§ What this task involves
Reproduce every entry below with each occurrence of "single marker" replaced by "single point", leaving all other text unchanged.
[Supplied data start]
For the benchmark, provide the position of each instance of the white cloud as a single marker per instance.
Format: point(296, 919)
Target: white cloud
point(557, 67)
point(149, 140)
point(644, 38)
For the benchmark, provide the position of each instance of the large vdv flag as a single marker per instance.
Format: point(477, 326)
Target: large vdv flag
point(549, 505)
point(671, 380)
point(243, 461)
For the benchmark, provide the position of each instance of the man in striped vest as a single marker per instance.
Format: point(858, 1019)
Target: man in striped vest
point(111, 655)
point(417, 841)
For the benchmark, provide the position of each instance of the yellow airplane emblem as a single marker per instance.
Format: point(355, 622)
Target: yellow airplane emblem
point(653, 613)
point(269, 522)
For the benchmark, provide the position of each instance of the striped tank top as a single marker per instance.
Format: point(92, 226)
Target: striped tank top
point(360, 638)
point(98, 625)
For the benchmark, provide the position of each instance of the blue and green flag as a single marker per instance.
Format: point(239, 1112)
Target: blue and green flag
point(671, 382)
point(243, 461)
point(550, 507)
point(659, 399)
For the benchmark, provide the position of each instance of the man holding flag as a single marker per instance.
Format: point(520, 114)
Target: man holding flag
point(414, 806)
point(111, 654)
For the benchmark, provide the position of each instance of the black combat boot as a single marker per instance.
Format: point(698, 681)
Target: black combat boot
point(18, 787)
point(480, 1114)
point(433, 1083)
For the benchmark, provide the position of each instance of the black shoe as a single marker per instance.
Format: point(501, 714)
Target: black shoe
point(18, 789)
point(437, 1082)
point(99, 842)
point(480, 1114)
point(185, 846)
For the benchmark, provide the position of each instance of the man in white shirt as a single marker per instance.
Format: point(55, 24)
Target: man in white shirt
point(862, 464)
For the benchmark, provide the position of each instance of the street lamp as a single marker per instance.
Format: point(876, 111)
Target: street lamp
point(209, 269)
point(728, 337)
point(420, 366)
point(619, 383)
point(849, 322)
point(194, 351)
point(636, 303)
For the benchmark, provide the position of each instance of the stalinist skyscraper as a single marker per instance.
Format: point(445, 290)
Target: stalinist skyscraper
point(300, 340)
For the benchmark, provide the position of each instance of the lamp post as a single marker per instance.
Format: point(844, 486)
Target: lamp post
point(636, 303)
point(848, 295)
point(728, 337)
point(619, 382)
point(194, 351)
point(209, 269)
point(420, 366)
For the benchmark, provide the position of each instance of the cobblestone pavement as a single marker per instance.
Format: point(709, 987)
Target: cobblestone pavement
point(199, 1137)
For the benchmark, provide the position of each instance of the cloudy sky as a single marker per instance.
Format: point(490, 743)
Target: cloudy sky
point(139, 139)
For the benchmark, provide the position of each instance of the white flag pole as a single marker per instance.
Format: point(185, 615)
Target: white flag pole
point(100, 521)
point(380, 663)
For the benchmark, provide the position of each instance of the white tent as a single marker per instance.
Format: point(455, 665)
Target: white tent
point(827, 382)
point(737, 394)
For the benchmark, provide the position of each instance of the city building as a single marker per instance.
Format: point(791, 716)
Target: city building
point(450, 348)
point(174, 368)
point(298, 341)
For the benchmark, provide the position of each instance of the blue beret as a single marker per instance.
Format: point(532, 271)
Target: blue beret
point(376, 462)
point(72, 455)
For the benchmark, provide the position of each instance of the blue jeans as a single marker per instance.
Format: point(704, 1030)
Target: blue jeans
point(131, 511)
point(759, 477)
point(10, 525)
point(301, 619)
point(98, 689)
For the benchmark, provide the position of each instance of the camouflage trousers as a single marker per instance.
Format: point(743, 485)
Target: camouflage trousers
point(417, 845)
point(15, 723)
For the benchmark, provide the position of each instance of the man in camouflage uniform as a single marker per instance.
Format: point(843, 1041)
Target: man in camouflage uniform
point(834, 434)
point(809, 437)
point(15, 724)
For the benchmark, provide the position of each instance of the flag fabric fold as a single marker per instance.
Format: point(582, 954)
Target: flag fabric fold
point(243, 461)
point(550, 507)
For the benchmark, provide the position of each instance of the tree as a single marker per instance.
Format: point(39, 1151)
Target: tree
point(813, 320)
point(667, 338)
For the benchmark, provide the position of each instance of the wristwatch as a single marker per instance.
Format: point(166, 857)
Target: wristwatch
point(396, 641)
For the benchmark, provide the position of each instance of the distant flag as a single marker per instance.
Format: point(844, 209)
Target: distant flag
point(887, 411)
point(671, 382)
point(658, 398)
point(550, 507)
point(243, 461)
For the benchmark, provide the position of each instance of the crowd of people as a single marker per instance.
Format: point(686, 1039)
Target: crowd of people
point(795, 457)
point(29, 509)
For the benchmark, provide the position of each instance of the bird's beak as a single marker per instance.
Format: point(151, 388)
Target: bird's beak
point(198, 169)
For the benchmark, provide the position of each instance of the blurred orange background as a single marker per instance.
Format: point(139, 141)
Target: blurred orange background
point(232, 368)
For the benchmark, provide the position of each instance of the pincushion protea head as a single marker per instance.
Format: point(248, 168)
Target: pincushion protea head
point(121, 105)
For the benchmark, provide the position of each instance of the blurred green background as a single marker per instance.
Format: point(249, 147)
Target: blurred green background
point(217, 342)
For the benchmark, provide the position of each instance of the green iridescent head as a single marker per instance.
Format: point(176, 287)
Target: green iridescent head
[Supplied data end]
§ Solved problem
For the benchmark, provide the position of each instance of the white cloud as a single point per instance.
Format: point(296, 919)
Target: white cloud
point(557, 67)
point(149, 140)
point(644, 38)
For the benchmark, provide the position of each instance of the large vdv flag as a single point per instance.
Format: point(477, 326)
Target: large vdv flag
point(549, 505)
point(671, 380)
point(243, 461)
For the benchmark, provide the position of each instance of the man in striped vest as a single point per instance.
Format: point(858, 1019)
Target: man in striped vest
point(111, 655)
point(417, 841)
For the benchmark, provide the position of each instance of the yellow airplane emblem as a single point per instance.
Format: point(355, 622)
Target: yellow airplane emblem
point(653, 613)
point(269, 522)
For the benchmark, provide the position of each instance of the striped tank top as a single point per instance.
Format: point(92, 226)
Target: striped tank top
point(360, 638)
point(98, 625)
For the benchmark, provide the position of each instance of the blue and green flag as a single point per instance.
Format: point(239, 1112)
Target: blue and green flag
point(671, 382)
point(243, 461)
point(550, 507)
point(659, 399)
For the benchmark, provide the position of each instance of the man holding flag as a single point per instance.
Format: point(520, 114)
Target: man holding flag
point(414, 806)
point(111, 654)
For the benchmark, provide the position of each instance of the black combat boot as a single point per instance.
Format: point(698, 681)
Target: black combat boot
point(18, 787)
point(480, 1114)
point(433, 1083)
For the benchmark, provide the position of each instance of the black shoe as a single point per instance.
Format: point(501, 714)
Target: black shoe
point(18, 789)
point(437, 1082)
point(99, 842)
point(480, 1114)
point(185, 846)
For the benchmark, provide the position of each instance of the man in white shirt as a single point per instance.
Format: point(55, 24)
Target: man in white shirt
point(862, 464)
For the benchmark, provide the position of each instance of the street lamp as a single point per instance.
Format: point(876, 111)
Target: street lamp
point(209, 269)
point(728, 337)
point(420, 366)
point(619, 383)
point(849, 322)
point(194, 351)
point(636, 303)
For the benchmark, provide the position of each instance of the stalinist skyscraper as a single point per instance.
Format: point(445, 290)
Target: stalinist skyscraper
point(300, 340)
For the benchmark, provide the position of each instance of the lamp post as a single point per instance.
Format: point(844, 486)
Target: lamp post
point(636, 303)
point(848, 295)
point(728, 337)
point(619, 382)
point(194, 351)
point(209, 269)
point(420, 366)
For the benchmark, provide the position of each instance of the cobblestone pavement as a single point per instance.
Format: point(709, 987)
Target: cobblestone pavement
point(199, 1137)
For the benchmark, provide the position of each instance of the cloudy sky as a single point per instance.
Format: point(490, 743)
Target: cloudy sky
point(139, 139)
For the benchmark, provide the position of each instance of the white flag pole as a single point per instance.
Format: point(185, 615)
Target: white flag pole
point(100, 521)
point(380, 663)
For the benchmark, provide the position of each instance of the white tent as a single point per instance.
Format: point(455, 665)
Target: white tent
point(827, 382)
point(737, 394)
For the benchmark, provide the position of each instance of the city building as a single point per instance.
Format: point(791, 716)
Target: city building
point(450, 348)
point(174, 368)
point(298, 341)
For the benchmark, provide the position of each instance of the blue beret as a single point per instance.
Format: point(532, 271)
Target: blue beret
point(376, 462)
point(72, 455)
For the benchmark, provide the position of each instance of the blue jeans as a single point per instance.
Format: point(704, 1030)
Target: blue jeans
point(131, 511)
point(759, 477)
point(10, 525)
point(301, 619)
point(98, 689)
For the benchmark, provide the position of each instance of the camouflage trousers as a single point per instance.
Format: point(743, 485)
Target: camouflage trousers
point(417, 845)
point(15, 723)
For the benchmark, provide the position of each instance of the man in camouflage uniform as a single point per instance.
Format: point(843, 1041)
Target: man in camouflage uniform
point(834, 434)
point(809, 437)
point(15, 724)
For the benchmark, provide the position of each instance of the flag fabric fold as a single point per instance.
Format: point(582, 954)
Target: flag fabric fold
point(243, 461)
point(550, 507)
For the benchmark, provide the position of each instance of the tree as a single point per instance.
Format: point(39, 1151)
Target: tree
point(813, 320)
point(667, 338)
For the benchmark, provide the position of each instance of the wristwatch as a single point per instance.
Format: point(166, 857)
Target: wristwatch
point(396, 641)
For the benchmark, provide the position of each instance of the distant flag as a single point per instance.
Format: point(844, 209)
Target: distant flag
point(887, 411)
point(671, 382)
point(658, 398)
point(550, 507)
point(243, 461)
For the benchmark, provide the position of each instance of the crowd of people as a single point per instance.
Format: point(686, 1039)
Target: crowd of people
point(795, 457)
point(29, 509)
For the benchmark, provide the position of each instance of the bird's beak as a single point per instance.
Format: point(151, 388)
Target: bird's beak
point(198, 169)
For the benchmark, provide the position of each instance of the blurred orange background as a single point per instance.
Format: point(139, 141)
Target: blurred orange background
point(232, 368)
For the benchmark, provide the position of each instance of the pincushion protea head as a single point per instance.
Format: point(248, 168)
Target: pincushion protea head
point(121, 105)
For the benchmark, provide the position of each instance of the blurred green background as a single point per instance.
Format: point(249, 147)
Target: blurred green background
point(217, 342)
For the benchmark, provide the position of each instance of the green iridescent head as a single point per instance.
Format: point(176, 287)
Target: green iridescent head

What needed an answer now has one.